THE PROBLEM
The following data is to be repeated exactly, its pictures excluded.

DATA RECORDS

········

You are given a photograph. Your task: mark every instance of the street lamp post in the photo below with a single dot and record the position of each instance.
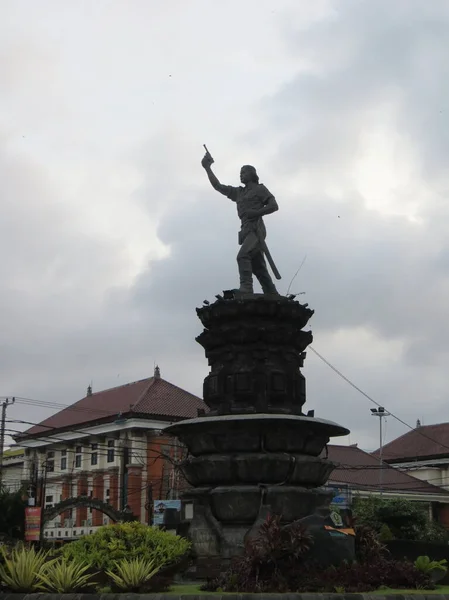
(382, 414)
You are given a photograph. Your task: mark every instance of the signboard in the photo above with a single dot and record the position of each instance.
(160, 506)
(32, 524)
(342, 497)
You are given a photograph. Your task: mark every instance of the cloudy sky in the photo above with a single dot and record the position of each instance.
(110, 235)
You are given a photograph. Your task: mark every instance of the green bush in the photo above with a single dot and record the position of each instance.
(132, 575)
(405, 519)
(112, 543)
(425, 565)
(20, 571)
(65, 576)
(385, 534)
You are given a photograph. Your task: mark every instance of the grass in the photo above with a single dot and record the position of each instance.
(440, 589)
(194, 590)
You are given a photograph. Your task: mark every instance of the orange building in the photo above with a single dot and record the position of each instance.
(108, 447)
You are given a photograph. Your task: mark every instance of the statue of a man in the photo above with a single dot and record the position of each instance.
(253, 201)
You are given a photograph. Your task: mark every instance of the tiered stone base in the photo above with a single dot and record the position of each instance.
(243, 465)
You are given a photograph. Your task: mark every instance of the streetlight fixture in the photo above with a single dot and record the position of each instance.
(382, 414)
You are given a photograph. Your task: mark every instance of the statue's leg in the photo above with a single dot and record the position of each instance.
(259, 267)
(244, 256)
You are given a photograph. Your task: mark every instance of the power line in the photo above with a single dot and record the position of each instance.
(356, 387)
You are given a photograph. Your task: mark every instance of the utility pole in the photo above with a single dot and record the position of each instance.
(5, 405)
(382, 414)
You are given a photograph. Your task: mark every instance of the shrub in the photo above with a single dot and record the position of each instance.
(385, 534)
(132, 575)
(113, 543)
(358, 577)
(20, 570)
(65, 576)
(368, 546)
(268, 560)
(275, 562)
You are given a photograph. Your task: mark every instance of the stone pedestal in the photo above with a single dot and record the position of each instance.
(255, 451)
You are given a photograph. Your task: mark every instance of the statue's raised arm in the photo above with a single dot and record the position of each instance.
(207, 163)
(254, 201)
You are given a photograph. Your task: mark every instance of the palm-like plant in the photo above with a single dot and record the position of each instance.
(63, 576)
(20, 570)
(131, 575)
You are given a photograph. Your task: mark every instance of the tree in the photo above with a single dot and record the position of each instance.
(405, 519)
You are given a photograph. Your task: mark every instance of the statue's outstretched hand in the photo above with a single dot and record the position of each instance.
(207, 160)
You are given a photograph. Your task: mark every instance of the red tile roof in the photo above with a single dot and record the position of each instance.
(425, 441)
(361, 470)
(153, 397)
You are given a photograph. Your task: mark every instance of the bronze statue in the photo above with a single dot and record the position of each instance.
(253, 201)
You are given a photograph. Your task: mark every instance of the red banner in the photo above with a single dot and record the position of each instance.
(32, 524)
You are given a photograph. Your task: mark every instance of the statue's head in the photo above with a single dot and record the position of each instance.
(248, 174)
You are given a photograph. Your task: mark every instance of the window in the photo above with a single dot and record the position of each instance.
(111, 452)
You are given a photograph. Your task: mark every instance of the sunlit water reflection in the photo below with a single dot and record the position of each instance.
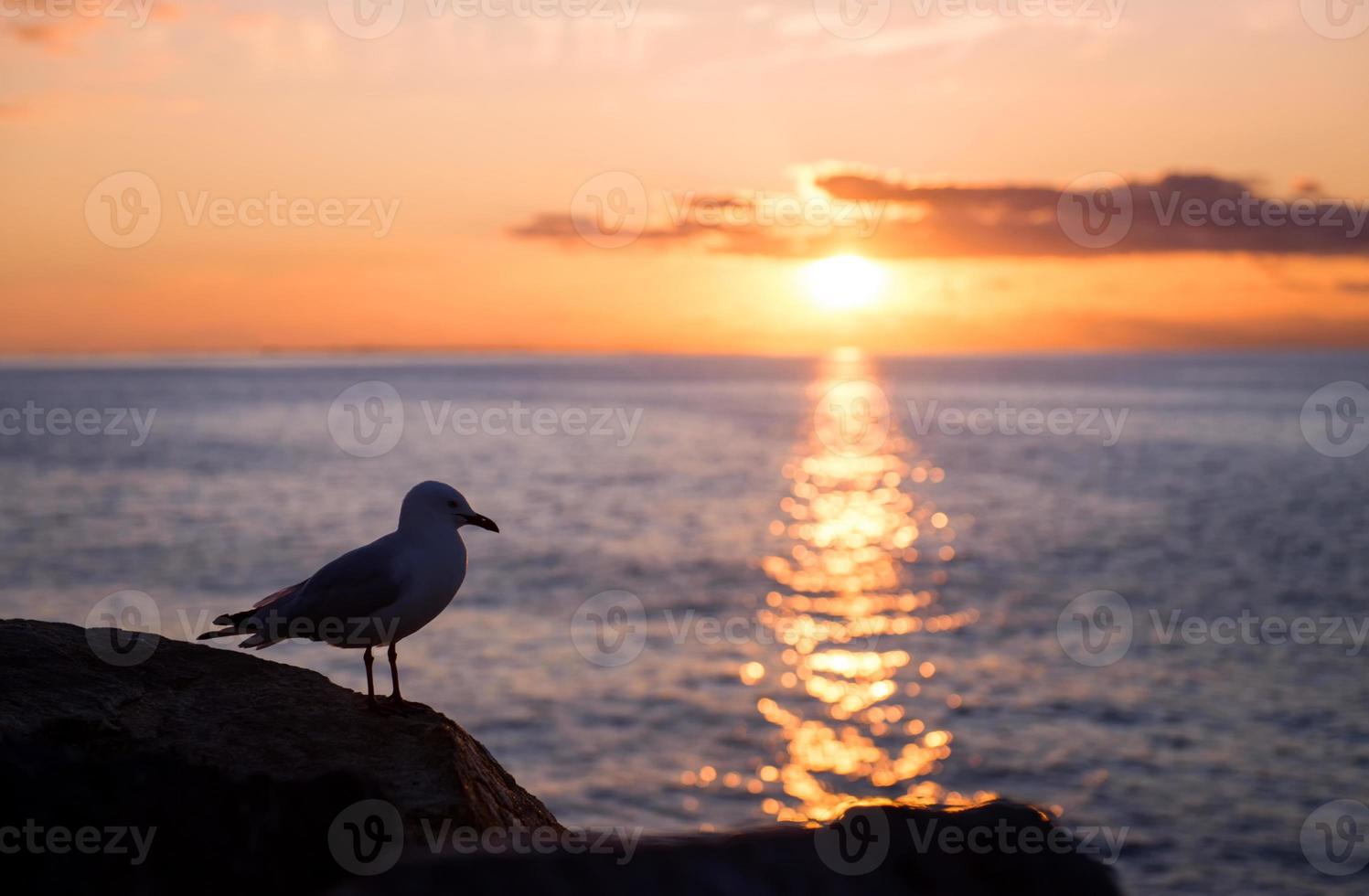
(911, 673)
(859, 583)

········

OUTPUT OF THE TASK
You are given a photograph. Your task: mark every instance of the street lamp post in the photo below with a single dot and record the position of each instance.
(382, 414)
You are given a photograph. Your task: mark every instance of the signboard in the photo above with a single dot and record the position of each instance.
(160, 506)
(32, 524)
(342, 497)
You are given a photograph. Your task: mark every instance of the cloudy sky in the photo above with a single dot and record the position of each instance.
(110, 235)
You are given a photograph. Your task: mark every instance of the green bush in the photo above with a single dot and record the position of each instance.
(132, 575)
(405, 519)
(112, 543)
(425, 565)
(20, 571)
(65, 576)
(385, 534)
You are given a photograph. Your task: mark every instance of the grass in the photo above with a single dot and record the position of each instance.
(440, 589)
(194, 590)
You are given a photograph. Your task: mark every instance of the orange building in the photo above with a single dot and record the position of each instance.
(108, 447)
You are given a photograph. Your task: mark every instance of the statue of a man in the photo above with a single dot and record the position of each instance.
(253, 201)
You are given a photograph. Your task: mark every instance of the tiered stone base in the photo above with a single dot and record the position of each instance.
(243, 465)
You are given a photograph. Your task: mark every instance of the streetlight fixture in the photo above with a single dot and record the position of each instance.
(382, 414)
You are given a photograph. Your task: mark every instance of the statue's leg in the photo above with a single dot and record the position of each instance.
(259, 267)
(244, 256)
You are given a photograph. Your task: mark every instance of the power line in the photo above with a single dot and record the position of each instance.
(356, 387)
You are given a photograph. Your task: mark every instance of the utility pole in the photo above with a single dot and record the position of each instance.
(5, 405)
(382, 414)
You are given a photograph. Your task: mark every instance of the shrub in the photo above with a single dot and record the position of each instance.
(385, 534)
(132, 575)
(113, 543)
(358, 577)
(20, 570)
(65, 576)
(368, 546)
(268, 560)
(275, 562)
You are given a photograph. Your task: mark every instance of the stone pedestal in the photo above with a single dot and record the position of each instance.
(255, 451)
You are given a photograph. Your task: mark every instance of the statue's raised arm in the photo above with a single dot and record the position of each instance.
(207, 163)
(254, 201)
You are given a photograph. Your task: mark every instance of the palm-like plant in the photo above with a single dot and record the position of each instance.
(63, 576)
(20, 570)
(131, 575)
You are given a photograph. Your task: mark every instance of the tree in the photo above with a single dot and record the position of each instance.
(405, 519)
You are given a photograph. Your task: mark every instance of the statue's outstretched hand in the photo above with a single dot and record the position of each instance.
(207, 160)
You are given a photograph. Your task: mark every instance of the red tile roof in the photo above with a single dot and record the position of each instance.
(425, 441)
(361, 470)
(153, 397)
You are given a photograph. Your task: mark every instance of the bronze statue in the photo above with a single dot and record the position of each instance.
(253, 201)
You are given a photograph. Your task: mark every instance of the red banner in the photo above with a single dot and record the position of each instance.
(32, 524)
You are given a photograph. Your task: mark every instance of the statue's head in the photo above with a single dot and record the position of each instance.
(248, 174)
You are given a photograph. Your task: mark every instance of the window in the photo above with a single dot and record the position of each instance.
(111, 452)
You are given a photograph. Your task: mark every instance of the sunlit water reflection in the photo below with a single dot and record the position of each instance.
(911, 673)
(859, 583)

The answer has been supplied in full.